● Text block:
Skimmers and Gharials

The one thing common between the Gharial (Gavialis gangeticus) and the Indian Skimmer (Rynchops albicolis) is that both eat only fish. That is if you don’t count the fact that both species are declining in numbers. The Skimmer is classed as vulnerable by IUCN, and the Gharial is said to be critically endangered. We took a boat ride on the Chambal river, at the border of Madhya Pradesh and Rajasthan, through the National Chambal Sanctuary to see them.

This was my first good view of Skimmers. As you can see, they are so distinctive that you won’t forget them once you’ve seen one. The general black and white colour is in contrast to the bright orange bill, distinctly down-curved, with the upper bill shorter than the lower one. We saw a small flock skimming across the river, lower bill occasionally dipping into the water. I couldn’t see whether they caught any fish. Although they passed pretty close to the boat, a small boat riding high on waves is not a good perch from which to take photos. I pressed the shutter button down, but the boat yawed a bit and I got a shot of the blank sky. Some people think that skimmers could be largely nocturnal. From the fact that flocks of skimmers were mostly resting, they could be right. There are said to be between 6000 and 10000 of these birds left in the world. We probably saw about 1% to 2% of the world’s population of skimmers.

Gharials used to be common enough once that it takes an effort to understand how severe the crisis in their conservation is. A decade ago there were only about 250 mature individuals left in the wild, now the numbers are estimated to be up to between 300 and 900. The few individuals we saw were about 1% of the world’s population of gharials. The tri-state agency which is supposed to look after the conservation of these grand ancient animals perhaps has more employees than the total number of gharials across the world. Their long snout, and the tightly interlocking teeth used to give me a fright when I was a child, until I realized that they would much rather be left alone to fish. I don’t think any of my nieces or nephews has even seen a gharial. What an impoverished world we are leaving to the coming generations.

● Explore the material:
- a) Set down the stretch of the passage on skimmers and gharials from "Gharials used to" through "the coming generations.".
- b) In the passage on skimmers and gharials, what is the Gharial's status?
- c) Using the passage on skimmers and gharials, decide whether each statement agrees with it, and quote the words that settle it: (i) The boat ride passed through the National Chambal Sanctuary. (ii) The Skimmer's upper bill is longer than its lower bill. (iii) The writer saw the skimmers catch fish.

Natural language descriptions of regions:
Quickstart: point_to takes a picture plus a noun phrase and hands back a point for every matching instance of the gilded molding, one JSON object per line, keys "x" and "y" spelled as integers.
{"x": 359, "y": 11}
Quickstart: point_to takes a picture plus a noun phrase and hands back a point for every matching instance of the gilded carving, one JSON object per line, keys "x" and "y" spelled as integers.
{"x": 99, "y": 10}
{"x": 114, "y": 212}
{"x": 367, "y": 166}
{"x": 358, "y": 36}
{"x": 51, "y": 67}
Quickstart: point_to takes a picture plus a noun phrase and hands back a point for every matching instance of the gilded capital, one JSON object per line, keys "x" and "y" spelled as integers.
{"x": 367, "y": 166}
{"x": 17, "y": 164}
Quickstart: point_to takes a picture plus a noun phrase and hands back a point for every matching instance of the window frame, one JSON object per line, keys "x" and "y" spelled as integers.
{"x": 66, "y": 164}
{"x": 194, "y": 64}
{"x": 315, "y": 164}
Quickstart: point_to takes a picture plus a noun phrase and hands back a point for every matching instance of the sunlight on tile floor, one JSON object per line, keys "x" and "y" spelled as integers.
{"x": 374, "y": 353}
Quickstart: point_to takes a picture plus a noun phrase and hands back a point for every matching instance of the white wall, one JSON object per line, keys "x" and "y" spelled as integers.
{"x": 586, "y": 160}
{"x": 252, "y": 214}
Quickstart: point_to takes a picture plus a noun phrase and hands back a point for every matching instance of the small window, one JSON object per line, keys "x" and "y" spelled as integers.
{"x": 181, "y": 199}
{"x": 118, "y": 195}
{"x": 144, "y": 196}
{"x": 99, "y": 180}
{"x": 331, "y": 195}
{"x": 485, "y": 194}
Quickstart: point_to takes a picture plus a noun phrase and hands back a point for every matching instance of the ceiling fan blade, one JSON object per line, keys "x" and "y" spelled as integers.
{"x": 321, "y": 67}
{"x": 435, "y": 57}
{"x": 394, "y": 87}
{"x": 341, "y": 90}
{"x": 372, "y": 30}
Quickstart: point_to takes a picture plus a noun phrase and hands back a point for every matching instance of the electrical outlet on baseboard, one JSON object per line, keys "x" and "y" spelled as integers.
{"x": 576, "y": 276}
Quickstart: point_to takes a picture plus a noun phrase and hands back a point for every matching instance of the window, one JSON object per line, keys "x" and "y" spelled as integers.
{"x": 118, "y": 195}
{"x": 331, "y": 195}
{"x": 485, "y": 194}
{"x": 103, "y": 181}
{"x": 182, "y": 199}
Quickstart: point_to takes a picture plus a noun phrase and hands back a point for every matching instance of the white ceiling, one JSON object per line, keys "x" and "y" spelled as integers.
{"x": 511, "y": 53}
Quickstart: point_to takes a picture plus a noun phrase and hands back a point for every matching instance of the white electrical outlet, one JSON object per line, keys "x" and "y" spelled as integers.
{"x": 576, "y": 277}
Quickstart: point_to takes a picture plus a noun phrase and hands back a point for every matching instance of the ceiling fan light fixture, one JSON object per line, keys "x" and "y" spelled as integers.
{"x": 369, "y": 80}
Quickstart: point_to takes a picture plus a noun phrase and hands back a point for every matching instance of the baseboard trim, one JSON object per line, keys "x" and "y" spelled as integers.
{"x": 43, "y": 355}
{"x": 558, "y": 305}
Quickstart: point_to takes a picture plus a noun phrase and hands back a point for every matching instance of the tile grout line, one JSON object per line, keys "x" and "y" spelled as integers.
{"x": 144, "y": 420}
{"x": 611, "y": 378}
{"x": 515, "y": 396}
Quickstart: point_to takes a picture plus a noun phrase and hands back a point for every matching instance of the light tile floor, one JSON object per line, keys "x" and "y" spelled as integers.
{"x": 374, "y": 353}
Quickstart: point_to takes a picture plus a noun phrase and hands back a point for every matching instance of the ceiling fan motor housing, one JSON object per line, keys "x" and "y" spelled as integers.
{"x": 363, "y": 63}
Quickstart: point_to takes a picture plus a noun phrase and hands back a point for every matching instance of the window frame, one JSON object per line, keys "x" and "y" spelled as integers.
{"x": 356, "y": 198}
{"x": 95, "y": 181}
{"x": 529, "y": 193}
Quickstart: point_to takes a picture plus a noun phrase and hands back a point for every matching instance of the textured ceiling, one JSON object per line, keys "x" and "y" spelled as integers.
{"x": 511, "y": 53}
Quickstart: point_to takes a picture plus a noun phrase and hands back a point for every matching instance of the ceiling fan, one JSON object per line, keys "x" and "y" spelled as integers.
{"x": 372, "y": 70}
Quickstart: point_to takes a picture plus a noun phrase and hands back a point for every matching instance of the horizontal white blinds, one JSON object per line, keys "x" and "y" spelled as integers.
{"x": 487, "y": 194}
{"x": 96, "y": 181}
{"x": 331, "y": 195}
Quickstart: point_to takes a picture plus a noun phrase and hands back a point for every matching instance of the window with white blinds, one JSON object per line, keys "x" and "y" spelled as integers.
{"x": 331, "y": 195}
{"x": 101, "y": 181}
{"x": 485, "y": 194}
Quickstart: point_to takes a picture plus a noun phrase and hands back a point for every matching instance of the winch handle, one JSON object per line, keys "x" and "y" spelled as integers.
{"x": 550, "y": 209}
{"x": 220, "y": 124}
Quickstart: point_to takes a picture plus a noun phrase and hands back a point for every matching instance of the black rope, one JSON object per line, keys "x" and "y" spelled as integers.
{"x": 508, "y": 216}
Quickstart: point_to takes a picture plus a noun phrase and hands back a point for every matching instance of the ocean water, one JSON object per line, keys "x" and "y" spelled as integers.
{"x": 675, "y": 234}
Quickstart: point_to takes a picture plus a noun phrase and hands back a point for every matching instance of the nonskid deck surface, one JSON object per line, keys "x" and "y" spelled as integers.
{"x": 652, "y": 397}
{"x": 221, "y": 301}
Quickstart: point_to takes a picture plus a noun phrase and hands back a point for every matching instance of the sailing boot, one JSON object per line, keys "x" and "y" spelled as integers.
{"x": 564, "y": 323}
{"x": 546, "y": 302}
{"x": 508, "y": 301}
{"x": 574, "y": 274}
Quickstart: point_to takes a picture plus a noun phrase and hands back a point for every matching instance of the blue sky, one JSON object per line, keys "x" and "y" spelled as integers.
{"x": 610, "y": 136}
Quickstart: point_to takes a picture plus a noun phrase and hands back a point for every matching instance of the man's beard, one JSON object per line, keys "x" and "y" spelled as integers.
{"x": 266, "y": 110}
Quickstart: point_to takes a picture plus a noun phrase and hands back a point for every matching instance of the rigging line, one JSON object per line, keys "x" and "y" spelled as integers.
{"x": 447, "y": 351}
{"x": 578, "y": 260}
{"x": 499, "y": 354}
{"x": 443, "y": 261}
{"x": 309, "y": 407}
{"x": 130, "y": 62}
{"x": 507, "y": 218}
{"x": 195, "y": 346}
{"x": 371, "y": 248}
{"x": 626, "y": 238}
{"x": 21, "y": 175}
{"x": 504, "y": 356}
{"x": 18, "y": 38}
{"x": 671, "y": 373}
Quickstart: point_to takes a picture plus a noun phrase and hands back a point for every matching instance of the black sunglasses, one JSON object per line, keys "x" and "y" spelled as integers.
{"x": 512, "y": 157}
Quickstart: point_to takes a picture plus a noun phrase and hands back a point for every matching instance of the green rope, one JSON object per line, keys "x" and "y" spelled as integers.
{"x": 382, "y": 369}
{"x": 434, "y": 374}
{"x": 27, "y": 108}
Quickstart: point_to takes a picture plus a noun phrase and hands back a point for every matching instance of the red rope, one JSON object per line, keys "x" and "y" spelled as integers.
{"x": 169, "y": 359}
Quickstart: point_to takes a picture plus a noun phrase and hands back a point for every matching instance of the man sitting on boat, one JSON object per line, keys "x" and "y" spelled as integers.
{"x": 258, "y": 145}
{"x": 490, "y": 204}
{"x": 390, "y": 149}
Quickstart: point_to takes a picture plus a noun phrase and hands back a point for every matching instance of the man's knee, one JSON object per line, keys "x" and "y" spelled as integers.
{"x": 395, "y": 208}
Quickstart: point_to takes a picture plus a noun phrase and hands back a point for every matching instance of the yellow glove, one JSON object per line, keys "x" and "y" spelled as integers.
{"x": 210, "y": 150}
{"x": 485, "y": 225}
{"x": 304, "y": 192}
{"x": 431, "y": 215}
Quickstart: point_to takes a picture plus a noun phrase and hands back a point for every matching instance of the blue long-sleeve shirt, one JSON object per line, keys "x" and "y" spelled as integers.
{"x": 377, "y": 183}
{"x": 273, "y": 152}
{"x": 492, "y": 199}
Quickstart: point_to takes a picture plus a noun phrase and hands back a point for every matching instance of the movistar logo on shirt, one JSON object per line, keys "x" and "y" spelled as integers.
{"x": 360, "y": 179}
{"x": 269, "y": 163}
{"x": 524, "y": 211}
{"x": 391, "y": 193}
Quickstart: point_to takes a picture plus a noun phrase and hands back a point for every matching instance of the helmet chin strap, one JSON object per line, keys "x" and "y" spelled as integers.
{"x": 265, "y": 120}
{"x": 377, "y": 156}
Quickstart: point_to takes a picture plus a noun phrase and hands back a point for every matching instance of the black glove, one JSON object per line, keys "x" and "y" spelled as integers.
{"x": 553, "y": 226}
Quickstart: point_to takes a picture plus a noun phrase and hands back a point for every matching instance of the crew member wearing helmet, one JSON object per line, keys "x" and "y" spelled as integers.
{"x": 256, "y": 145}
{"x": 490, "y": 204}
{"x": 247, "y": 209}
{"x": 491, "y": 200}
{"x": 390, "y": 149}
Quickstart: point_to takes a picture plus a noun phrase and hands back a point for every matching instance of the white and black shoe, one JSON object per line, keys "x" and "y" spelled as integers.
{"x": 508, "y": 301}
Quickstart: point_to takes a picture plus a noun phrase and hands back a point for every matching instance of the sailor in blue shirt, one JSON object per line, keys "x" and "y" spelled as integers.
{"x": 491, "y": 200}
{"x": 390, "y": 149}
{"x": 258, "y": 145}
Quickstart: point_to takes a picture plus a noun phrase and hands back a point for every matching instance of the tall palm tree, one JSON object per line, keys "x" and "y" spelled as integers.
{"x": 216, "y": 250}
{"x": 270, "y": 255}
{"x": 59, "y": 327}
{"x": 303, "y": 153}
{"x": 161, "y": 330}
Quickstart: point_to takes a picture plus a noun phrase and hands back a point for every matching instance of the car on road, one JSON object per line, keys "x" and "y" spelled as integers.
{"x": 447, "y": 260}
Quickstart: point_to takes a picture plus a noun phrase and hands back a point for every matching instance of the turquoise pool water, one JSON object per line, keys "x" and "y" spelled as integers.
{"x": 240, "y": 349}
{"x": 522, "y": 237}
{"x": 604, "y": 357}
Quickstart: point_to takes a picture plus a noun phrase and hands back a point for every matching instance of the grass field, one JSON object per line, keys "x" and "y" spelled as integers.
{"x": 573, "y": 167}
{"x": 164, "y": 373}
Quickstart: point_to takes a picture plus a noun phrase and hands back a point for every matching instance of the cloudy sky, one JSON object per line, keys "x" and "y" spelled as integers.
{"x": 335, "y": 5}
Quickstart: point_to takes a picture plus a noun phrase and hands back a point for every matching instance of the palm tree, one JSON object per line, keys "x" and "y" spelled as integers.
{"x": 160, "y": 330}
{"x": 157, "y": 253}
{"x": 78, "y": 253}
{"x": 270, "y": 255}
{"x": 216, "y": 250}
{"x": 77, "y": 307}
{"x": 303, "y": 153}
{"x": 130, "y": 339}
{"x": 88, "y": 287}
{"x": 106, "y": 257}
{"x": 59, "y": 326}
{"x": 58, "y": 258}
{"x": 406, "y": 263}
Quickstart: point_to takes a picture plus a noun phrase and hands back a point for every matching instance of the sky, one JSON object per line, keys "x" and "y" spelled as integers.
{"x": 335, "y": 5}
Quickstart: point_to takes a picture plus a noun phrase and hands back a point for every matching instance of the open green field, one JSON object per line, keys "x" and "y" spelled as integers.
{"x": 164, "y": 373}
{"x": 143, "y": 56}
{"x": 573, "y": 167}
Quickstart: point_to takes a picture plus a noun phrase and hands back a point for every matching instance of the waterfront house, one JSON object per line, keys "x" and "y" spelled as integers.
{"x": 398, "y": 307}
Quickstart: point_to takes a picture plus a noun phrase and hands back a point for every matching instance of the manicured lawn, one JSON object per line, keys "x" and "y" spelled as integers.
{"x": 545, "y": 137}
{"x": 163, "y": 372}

● Responses in order:
- a)
Gharials used to be common enough once that it takes an effort to understand how severe the crisis in their conservation is. A decade ago there were only about 250 mature individuals left in the wild, now the numbers are estimated to be up to between 300 and 900. The few individuals we saw were about 1% of the world’s population of gharials. The tri-state agency which is supposed to look after the conservation of these grand ancient animals perhaps has more employees than the total number of gharials across the world. Their long snout, and the tightly interlocking teeth used to give me a fright when I was a child, until I realized that they would much rather be left alone to fish. I don’t think any of my nieces or nephews has even seen a gharial. What an impoverished world we are leaving to the coming generations.

- b) Critically endangered.

- c)
(i) Yes: "through the National Chambal Sanctuary"
(ii) No: "with the upper bill shorter than the lower one"
(iii) No: "I couldn’t see whether they caught any fish."